Job
Pull out every line of the rows below that contains the string "clicks". Letter case matters.

Data for review
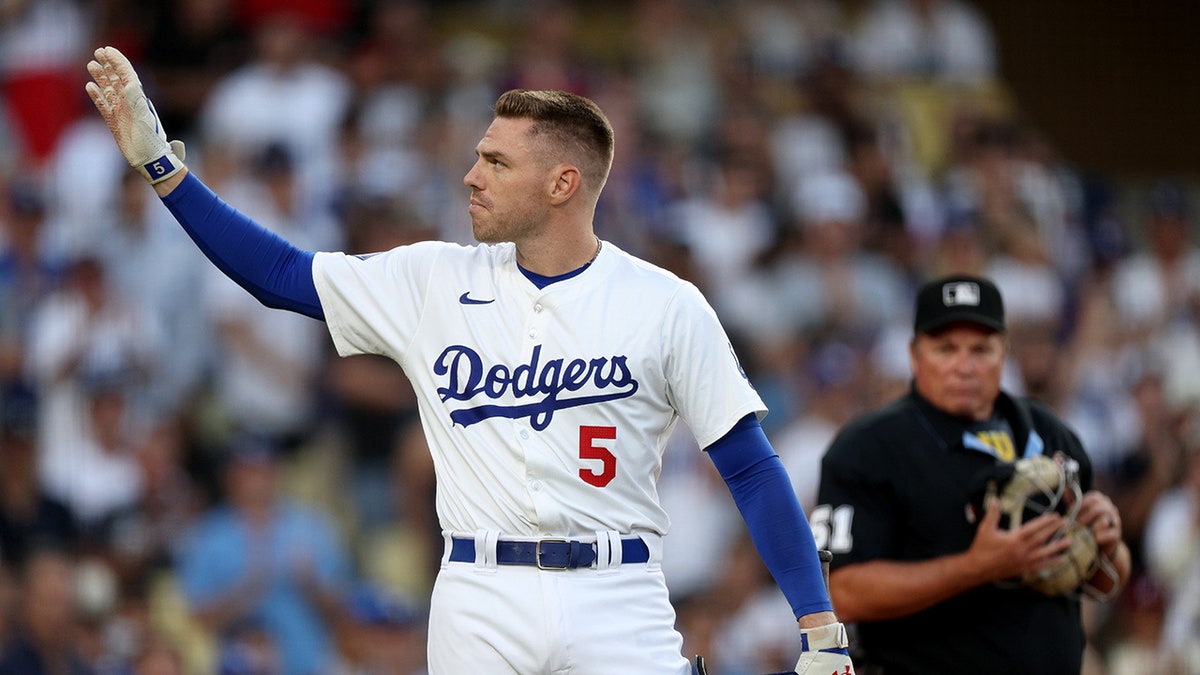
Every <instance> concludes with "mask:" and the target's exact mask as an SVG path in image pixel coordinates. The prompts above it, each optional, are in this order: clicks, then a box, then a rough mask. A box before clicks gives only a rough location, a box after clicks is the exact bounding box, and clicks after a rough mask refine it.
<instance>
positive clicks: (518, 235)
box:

---

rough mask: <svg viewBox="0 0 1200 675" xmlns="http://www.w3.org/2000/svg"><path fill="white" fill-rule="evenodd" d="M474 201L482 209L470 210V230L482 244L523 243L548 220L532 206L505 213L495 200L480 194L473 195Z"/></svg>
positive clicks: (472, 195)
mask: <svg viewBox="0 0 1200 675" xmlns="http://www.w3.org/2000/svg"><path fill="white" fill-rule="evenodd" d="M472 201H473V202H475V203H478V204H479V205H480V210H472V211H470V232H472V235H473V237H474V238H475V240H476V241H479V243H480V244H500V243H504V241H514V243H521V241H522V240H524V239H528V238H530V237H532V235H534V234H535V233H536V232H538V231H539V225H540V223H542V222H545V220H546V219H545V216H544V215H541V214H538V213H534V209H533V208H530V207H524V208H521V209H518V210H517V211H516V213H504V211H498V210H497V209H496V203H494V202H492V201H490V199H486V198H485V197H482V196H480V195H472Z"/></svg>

Result for this exercise
Every <instance> concludes with "mask:" and the target's exact mask as an SVG path in image pixel coordinates. The prompts above it, each optional, are in this order: clicks, then a box, then a rough mask. A box before clicks gives only a rough location, a box after clicks is the exact bounding box, and clicks after a rough mask refine it.
positive clicks: (518, 235)
positive clicks: (472, 195)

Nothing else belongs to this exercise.